** TASK INPUTS follows **

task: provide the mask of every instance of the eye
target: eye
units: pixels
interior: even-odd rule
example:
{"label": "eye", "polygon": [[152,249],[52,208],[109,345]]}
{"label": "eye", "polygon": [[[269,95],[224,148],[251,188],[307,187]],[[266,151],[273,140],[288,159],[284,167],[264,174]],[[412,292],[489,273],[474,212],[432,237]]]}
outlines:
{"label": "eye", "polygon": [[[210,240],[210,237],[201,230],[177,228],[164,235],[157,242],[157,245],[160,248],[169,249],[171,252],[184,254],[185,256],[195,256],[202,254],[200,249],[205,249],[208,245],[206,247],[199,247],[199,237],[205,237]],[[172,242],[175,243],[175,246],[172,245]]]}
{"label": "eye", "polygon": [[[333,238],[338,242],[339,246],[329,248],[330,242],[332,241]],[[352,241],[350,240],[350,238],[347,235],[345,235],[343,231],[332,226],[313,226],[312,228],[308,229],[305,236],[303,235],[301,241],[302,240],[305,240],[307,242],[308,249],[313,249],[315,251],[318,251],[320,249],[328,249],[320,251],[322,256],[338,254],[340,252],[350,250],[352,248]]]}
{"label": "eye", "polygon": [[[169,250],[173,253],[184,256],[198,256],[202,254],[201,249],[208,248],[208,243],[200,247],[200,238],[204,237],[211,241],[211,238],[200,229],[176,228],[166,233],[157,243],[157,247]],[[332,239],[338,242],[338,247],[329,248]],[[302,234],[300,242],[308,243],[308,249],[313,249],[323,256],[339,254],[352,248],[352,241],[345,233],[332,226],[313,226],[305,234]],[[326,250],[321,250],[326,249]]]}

** End of TASK INPUTS **

▶ **PROBLEM DETAILS**
For this task, please set down every entry exactly, with no line left out.

▶ **EXERCISE RESULT**
task: provide the mask of every instance of the eye
target: eye
units: pixels
interior: even-odd rule
example:
{"label": "eye", "polygon": [[152,249],[52,208],[109,345]]}
{"label": "eye", "polygon": [[[269,95],[224,148],[251,188],[307,187]],[[266,151],[273,140],[288,159],[284,167],[264,174]],[[412,292],[489,273],[474,212],[432,237]]]}
outlines:
{"label": "eye", "polygon": [[[210,240],[210,237],[201,230],[177,228],[164,235],[157,242],[157,245],[160,248],[169,249],[171,252],[184,254],[185,256],[195,256],[202,254],[200,249],[205,249],[208,245],[206,247],[199,247],[199,237],[205,237]],[[172,242],[175,243],[175,246],[172,245]]]}
{"label": "eye", "polygon": [[[333,238],[338,242],[339,246],[329,248],[330,242],[332,241]],[[352,241],[350,240],[350,238],[347,235],[345,235],[343,231],[332,226],[313,226],[312,228],[308,229],[305,236],[303,235],[301,241],[302,240],[305,240],[307,242],[308,249],[313,249],[315,251],[318,251],[320,249],[328,249],[320,251],[322,256],[338,254],[340,252],[350,250],[352,248]]]}
{"label": "eye", "polygon": [[[169,250],[173,253],[184,256],[198,256],[202,254],[201,249],[208,248],[208,243],[200,247],[200,238],[204,237],[211,241],[211,238],[200,229],[176,228],[166,233],[157,243],[157,247]],[[332,239],[338,242],[338,247],[329,248]],[[302,234],[300,242],[308,243],[308,249],[313,249],[323,256],[339,254],[352,248],[352,241],[345,233],[332,226],[313,226],[305,234]],[[326,250],[321,250],[326,249]]]}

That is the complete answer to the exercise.